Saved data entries
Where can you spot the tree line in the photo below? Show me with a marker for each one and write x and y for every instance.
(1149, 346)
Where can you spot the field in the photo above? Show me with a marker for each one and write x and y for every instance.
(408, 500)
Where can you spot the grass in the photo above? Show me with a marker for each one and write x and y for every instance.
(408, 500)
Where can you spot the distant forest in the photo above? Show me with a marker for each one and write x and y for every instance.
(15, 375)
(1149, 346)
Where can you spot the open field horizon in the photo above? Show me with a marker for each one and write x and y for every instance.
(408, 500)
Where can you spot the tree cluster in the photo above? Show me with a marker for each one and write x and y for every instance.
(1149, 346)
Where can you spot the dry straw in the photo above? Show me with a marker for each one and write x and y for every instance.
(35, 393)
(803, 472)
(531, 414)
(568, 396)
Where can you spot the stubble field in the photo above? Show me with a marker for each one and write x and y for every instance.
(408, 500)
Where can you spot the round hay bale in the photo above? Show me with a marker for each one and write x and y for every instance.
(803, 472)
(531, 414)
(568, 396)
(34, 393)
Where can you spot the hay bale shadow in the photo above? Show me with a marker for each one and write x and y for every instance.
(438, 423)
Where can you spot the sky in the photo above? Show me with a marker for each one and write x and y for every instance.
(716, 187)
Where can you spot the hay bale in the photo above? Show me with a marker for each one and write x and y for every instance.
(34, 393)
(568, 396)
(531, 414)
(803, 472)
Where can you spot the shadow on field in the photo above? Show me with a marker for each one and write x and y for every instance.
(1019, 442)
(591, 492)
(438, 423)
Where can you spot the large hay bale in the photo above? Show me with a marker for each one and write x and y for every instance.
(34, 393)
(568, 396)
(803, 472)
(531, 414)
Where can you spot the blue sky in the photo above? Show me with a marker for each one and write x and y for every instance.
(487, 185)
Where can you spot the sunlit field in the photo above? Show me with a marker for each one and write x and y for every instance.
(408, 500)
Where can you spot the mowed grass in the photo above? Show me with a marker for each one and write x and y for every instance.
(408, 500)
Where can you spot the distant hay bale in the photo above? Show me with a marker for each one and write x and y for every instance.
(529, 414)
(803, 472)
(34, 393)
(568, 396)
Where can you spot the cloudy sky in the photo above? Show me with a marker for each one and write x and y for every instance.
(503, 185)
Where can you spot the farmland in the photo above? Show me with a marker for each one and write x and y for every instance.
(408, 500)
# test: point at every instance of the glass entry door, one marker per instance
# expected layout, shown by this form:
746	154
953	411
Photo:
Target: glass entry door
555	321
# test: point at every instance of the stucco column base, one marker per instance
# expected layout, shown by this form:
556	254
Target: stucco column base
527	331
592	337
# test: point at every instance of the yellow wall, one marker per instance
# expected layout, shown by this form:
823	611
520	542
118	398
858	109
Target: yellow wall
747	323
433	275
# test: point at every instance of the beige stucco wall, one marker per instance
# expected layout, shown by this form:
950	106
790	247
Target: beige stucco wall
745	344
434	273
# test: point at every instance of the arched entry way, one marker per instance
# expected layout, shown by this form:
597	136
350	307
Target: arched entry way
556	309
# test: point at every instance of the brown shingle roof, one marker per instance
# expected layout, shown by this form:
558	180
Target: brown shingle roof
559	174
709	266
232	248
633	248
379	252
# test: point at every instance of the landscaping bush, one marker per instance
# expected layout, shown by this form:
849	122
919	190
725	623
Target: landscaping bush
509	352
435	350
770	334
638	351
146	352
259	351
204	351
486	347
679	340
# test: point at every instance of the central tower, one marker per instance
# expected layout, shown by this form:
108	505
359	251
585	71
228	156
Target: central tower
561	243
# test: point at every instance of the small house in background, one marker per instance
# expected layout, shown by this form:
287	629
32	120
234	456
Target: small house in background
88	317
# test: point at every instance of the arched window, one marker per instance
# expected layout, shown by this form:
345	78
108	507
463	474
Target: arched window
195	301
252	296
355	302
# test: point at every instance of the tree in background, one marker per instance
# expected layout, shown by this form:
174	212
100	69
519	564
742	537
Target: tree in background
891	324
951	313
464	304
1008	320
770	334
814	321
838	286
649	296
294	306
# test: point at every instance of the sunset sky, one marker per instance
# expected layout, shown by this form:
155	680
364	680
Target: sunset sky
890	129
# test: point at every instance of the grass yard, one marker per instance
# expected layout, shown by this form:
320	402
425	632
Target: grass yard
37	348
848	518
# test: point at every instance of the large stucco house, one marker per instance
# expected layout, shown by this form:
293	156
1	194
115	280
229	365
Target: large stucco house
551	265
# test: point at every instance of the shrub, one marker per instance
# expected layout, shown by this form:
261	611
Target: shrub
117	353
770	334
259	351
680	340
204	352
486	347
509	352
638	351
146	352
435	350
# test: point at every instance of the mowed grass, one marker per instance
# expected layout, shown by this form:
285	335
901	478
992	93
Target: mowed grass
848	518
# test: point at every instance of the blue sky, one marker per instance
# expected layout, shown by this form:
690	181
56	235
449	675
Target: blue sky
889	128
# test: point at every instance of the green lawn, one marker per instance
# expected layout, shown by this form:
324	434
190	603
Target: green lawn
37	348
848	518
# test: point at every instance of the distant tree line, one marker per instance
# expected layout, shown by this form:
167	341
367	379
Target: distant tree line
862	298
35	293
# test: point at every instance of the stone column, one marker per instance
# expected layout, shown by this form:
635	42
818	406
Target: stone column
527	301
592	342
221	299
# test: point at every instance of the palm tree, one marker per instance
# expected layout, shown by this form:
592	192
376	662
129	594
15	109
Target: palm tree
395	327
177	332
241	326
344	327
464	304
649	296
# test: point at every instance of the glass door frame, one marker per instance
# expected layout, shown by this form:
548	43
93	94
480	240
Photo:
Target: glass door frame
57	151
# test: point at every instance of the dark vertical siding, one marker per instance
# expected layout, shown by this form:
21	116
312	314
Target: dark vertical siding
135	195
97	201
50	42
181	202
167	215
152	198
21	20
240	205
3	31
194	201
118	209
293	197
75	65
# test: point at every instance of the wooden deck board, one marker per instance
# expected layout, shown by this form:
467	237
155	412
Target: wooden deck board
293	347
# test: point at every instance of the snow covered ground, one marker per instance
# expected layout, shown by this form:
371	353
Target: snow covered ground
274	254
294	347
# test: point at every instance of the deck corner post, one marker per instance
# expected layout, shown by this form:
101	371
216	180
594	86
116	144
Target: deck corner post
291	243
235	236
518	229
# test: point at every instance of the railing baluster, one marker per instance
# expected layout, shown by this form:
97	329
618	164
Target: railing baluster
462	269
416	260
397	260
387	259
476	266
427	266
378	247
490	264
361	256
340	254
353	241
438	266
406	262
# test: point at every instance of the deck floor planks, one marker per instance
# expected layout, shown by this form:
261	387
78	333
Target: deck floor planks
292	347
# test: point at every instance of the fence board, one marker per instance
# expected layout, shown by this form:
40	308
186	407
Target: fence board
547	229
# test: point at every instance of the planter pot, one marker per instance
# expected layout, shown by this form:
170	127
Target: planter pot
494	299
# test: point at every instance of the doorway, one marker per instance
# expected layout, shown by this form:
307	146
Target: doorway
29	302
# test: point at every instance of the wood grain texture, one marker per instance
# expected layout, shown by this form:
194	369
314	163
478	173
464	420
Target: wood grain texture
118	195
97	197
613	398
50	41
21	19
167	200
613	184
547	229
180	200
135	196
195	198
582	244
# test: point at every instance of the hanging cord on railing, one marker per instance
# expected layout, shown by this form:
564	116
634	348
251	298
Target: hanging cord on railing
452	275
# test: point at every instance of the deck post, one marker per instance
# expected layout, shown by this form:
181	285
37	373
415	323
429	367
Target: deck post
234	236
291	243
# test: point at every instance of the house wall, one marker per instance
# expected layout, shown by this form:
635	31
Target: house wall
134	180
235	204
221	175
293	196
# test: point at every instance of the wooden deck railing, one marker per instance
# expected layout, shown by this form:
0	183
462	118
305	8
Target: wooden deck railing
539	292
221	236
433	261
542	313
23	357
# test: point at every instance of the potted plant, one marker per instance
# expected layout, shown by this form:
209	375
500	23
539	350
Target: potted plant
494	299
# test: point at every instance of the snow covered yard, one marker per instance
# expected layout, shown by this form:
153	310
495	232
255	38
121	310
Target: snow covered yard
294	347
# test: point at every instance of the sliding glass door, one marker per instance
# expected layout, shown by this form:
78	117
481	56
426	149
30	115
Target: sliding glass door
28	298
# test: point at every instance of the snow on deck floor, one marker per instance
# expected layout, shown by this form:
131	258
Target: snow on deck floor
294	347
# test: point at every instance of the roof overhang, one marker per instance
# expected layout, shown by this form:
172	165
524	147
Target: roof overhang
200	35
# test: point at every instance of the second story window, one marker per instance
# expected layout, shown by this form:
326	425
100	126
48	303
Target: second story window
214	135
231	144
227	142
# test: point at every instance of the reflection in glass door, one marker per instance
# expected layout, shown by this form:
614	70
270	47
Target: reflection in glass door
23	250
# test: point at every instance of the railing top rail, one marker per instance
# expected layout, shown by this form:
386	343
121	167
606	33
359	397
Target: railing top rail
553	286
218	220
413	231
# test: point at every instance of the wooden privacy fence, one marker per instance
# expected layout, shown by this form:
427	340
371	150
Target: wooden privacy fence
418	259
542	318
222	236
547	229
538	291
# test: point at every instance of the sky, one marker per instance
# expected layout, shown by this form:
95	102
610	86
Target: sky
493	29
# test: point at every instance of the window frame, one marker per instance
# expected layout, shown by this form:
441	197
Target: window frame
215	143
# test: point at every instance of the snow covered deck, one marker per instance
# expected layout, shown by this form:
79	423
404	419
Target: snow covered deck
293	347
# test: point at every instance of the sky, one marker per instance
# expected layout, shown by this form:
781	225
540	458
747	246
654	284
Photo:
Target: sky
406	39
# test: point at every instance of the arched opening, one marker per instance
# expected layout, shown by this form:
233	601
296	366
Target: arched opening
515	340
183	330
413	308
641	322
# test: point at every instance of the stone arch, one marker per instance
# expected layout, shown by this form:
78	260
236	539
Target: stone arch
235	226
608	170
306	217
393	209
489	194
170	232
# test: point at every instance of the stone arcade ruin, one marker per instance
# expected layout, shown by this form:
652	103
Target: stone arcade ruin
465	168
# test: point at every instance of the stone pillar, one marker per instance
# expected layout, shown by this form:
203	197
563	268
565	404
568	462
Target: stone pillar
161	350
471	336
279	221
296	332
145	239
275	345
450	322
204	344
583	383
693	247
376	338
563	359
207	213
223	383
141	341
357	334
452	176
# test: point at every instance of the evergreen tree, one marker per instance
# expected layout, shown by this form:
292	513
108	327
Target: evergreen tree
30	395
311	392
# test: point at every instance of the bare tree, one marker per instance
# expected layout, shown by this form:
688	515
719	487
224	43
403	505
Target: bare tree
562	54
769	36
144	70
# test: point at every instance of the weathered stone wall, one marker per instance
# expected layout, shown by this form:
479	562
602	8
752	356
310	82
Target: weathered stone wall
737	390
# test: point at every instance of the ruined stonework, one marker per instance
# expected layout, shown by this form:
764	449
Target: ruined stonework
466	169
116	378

▶ **Your assignment**: Only the lines above starting at the one containing "# test: point at every instance of the fence" and ending at the one containing "# test: point at every instance of the planter", both included, are to be returned, exactly as they read.

▶ **Result below**:
# test: point at every instance of the fence board, one marker per instance
# expected layout, shown by this form:
40	308
186	407
Target: fence board
547	229
# test: point at every instance of the planter pot, one marker per instance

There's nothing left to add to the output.